++++ SOURCE DATA ++++

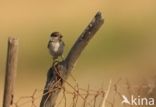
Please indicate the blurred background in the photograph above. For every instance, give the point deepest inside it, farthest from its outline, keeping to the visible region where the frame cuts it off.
(125, 46)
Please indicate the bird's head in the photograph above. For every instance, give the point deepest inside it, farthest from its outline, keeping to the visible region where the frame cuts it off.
(55, 36)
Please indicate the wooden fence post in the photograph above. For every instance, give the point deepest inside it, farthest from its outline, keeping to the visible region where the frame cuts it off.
(10, 74)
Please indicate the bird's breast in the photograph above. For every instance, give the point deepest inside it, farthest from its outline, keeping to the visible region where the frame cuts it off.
(55, 46)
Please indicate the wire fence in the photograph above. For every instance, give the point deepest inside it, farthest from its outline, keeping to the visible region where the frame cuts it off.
(75, 96)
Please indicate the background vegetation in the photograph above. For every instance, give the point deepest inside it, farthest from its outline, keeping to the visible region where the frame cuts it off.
(124, 47)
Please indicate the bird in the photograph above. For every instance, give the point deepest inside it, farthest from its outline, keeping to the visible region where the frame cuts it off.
(56, 45)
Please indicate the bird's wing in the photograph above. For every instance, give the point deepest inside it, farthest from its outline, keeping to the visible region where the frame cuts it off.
(48, 44)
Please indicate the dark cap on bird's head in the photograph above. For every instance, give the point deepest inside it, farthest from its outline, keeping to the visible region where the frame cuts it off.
(56, 34)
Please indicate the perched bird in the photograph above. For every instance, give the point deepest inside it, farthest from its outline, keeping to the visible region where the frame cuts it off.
(56, 45)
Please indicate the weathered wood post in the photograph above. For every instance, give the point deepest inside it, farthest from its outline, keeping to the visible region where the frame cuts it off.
(10, 74)
(57, 74)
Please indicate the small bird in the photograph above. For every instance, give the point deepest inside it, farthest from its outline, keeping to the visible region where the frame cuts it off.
(56, 45)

++++

● **THE REQUEST**:
Format the items as a two-column CSV with the headers "text" and "points", giving one row for each passage of labeling text along with the coordinates that answer it, each value in a single quoted field with line breaks replaced by spaces. Leave the pictures out.

● **ANSWER**:
text,points
"Please indicate the blurred background in the photograph above. For every instance, give the point deepest inside it, farthest from its outline, keeping to the visible region where the frame cuts it off.","(125, 46)"
"Please indicate the bird's head in the photograph above. For every instance, give the point deepest inside it, farthest from its outline, keeping to the visible region where the frame cuts it off.","(55, 36)"
"Please indicate the wooden fence post in the photograph above. For every instance, give the point deepest inside it, farthest from its outline, keeping to the visible region where the frame cuts it off.","(10, 74)"
"Please indicate the bird's breast in the photograph above. For every instance, give the point deepest inside it, farthest from its outline, keeping to the visible region where the frame cuts it off.","(55, 46)"
"Please indicate the wire fence in the photograph above. For every instance, give the point deepest inside it, farthest from its outline, keeping to the visible region where the frame cuts it off.","(75, 96)"
"Please indicate the background vegetation in the photograph above. For every instance, give the point deepest inside it, farthest from its outline, keeping to the visible region where the frame cuts it off.","(124, 47)"
"Please indicate the bird in the photograph above. For every instance, give the point deepest inside it, farthest from its outline, keeping to the visible region where the frame cuts it off.","(56, 45)"
"Please indicate the bird's wing in the photograph above. For every instance, give the point deepest inside it, farthest from its outline, keeping to the visible region where the frame cuts it off.","(48, 44)"
"Please indicate the dark cap on bird's head in the photograph above. For every instance, give the point deepest inside it, farthest from its outline, keeping to the visible region where the frame cuts it off.","(56, 34)"
"Please indicate the perched bird in the photograph above. For every instance, give the point deepest inside it, farthest from its outline, keeping to the visible region where the frame cuts it off.","(56, 45)"
"Please indicate the weathered wood post in the photograph above. For every instance, give the point deepest inside it, farthest from its outline, keeping to the visible region where the frame cuts it off.","(10, 74) (57, 74)"
"Please indicate the small bird in the photograph above. For every instance, give the point deepest inside it, farthest from its outline, keeping to the visible region where the frame cuts it off.","(56, 45)"